All entries below need to be written out exactly, but without their pictures.
------------------------------------------------
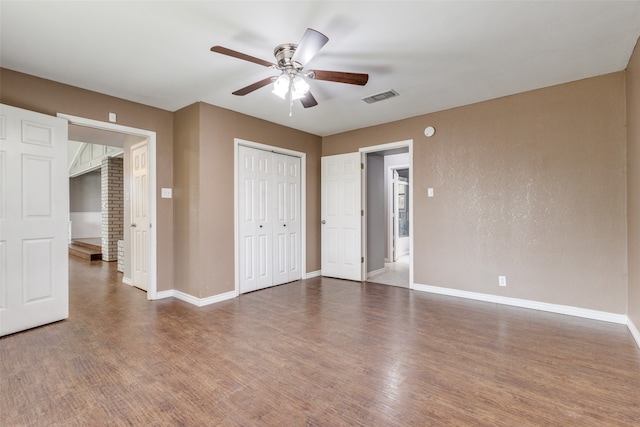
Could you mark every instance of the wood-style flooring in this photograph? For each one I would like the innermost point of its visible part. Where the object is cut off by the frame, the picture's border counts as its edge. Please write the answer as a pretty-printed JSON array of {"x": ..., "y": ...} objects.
[{"x": 320, "y": 352}]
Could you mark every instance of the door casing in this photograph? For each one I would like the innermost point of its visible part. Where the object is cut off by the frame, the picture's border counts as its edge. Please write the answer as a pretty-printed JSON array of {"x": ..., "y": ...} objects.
[
  {"x": 384, "y": 147},
  {"x": 236, "y": 211},
  {"x": 152, "y": 292}
]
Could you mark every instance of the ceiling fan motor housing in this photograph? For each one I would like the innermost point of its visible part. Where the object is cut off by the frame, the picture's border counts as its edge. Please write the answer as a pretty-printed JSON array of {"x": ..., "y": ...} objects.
[{"x": 283, "y": 54}]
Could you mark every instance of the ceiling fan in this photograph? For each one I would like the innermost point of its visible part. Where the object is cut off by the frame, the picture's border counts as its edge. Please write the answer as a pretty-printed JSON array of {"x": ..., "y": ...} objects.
[{"x": 290, "y": 61}]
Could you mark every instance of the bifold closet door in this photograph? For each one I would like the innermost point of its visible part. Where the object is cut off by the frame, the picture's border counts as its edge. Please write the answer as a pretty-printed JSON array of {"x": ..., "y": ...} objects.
[
  {"x": 255, "y": 192},
  {"x": 269, "y": 219},
  {"x": 286, "y": 224}
]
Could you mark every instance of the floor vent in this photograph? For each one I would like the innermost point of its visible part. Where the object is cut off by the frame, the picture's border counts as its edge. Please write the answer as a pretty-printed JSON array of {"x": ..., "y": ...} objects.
[{"x": 380, "y": 96}]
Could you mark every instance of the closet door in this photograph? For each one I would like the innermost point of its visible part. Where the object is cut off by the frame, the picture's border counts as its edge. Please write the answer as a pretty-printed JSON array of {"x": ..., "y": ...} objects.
[
  {"x": 286, "y": 223},
  {"x": 254, "y": 215}
]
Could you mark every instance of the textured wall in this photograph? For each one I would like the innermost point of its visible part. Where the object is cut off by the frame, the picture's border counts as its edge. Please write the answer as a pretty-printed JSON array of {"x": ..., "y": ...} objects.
[
  {"x": 203, "y": 171},
  {"x": 633, "y": 191},
  {"x": 530, "y": 186}
]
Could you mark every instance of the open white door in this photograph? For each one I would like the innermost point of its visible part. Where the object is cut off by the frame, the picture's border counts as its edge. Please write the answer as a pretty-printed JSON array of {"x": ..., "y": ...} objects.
[
  {"x": 341, "y": 255},
  {"x": 34, "y": 220},
  {"x": 140, "y": 215}
]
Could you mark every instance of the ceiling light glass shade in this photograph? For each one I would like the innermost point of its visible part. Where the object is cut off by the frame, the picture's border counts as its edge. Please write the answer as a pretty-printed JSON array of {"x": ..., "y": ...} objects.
[
  {"x": 299, "y": 88},
  {"x": 281, "y": 86}
]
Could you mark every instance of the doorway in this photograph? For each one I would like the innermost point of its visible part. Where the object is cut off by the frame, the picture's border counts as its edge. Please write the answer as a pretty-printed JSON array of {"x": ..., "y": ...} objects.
------------------------------------------------
• [THE REPLY]:
Could you mark every instance of the wood-style flooring in this photograph? For each one I would like the innermost point of its visible part. Where the object is cut off by the frame, the picture's border counts as its edge. Please write the answer as a pretty-printed JSON array of {"x": ..., "y": ...} objects.
[{"x": 320, "y": 352}]
Could you mark every instance of the door casing in this photograph? For each one I would like the innermost point of its visible part. Where the object is cut off by the frame, the picture's border counts as its edge. Please write the answer as a pretty-printed JSON array of {"x": ..., "y": ...} objects.
[
  {"x": 384, "y": 147},
  {"x": 236, "y": 211},
  {"x": 152, "y": 292}
]
Could you mark every instance of the ceiling fan motor housing in this photograph? For each one I would like the innermost point of its visible part. Where the object is cut off by the frame, the picture's border counts as its edge. Please write the answer as a pretty-printed JSON array of {"x": ..., "y": ...} objects.
[{"x": 283, "y": 54}]
Could you mark every instance of the ceiling fan in this photograph? For each one I would like the innermost point of its visible part. Where the object is cut off by the frame, the picture's border counts as its edge. Please write the answer as a pretty-printed JSON array of {"x": ..., "y": ...} objects.
[{"x": 290, "y": 61}]
Could you mark every instance of the bifold closet door in this photograph? For each one I would like the innermost point of its visible part. Where the object is cut off by the frame, the picture's border counts as its edge. Please write the answer as a pretty-printed JSON array of {"x": ..., "y": ...} objects.
[
  {"x": 255, "y": 192},
  {"x": 269, "y": 219},
  {"x": 286, "y": 224}
]
Could you mark every instance of the floor vent in this photograph? For each one I would like the innermost point of its visible part. Where the object is cut off by the frame, the picture's border counts as its edge. Please write the answer as a pretty-printed JSON array of {"x": ..., "y": ...} objects.
[{"x": 380, "y": 96}]
Could you mark every instance of the closet door in this photograph? For each one I would like the innermost point of its visible part. Where the object is cut off by the frame, the picture's border counts as its edge. Please write the answer as a pretty-printed JSON array of {"x": ..., "y": ...} objects.
[
  {"x": 286, "y": 223},
  {"x": 254, "y": 215}
]
Could you mark every instance of the textured wall in this photograph? For each one I would like the innermost point of its visible part. Where the object is cut off by the frame, the picture's border counts as its edge. Please write the answer as a pretty-printed JSON array of {"x": ..., "y": ...} objects.
[
  {"x": 203, "y": 171},
  {"x": 633, "y": 191},
  {"x": 530, "y": 186}
]
Could you mark every instance of the open white door in this photograph? For each one I would like the innermost point of its visible part. Where the object is cut off by the frame, the picture's border counts as its edge. Please write the answer as a pretty-printed JSON array of {"x": ..., "y": ...} objects.
[
  {"x": 341, "y": 255},
  {"x": 34, "y": 220},
  {"x": 140, "y": 215}
]
Could you mark every instance of the ceiling light glass shade in this photograph? For each one I would like the innermost point of its visible part. Where the object is cut off by the frame, the picture's border counts as its edge. Please write the answer as a pretty-printed JSON array of {"x": ..., "y": ...} objects.
[
  {"x": 299, "y": 88},
  {"x": 281, "y": 86}
]
Could you mark every instance of the doorway in this photograph? For each one I would like the innermost point of its visible part. Where the object is cut off by the frame, the picture's border counts as its edge. Please write the answer as a pretty-printed JSON array of {"x": ..., "y": ...} objects.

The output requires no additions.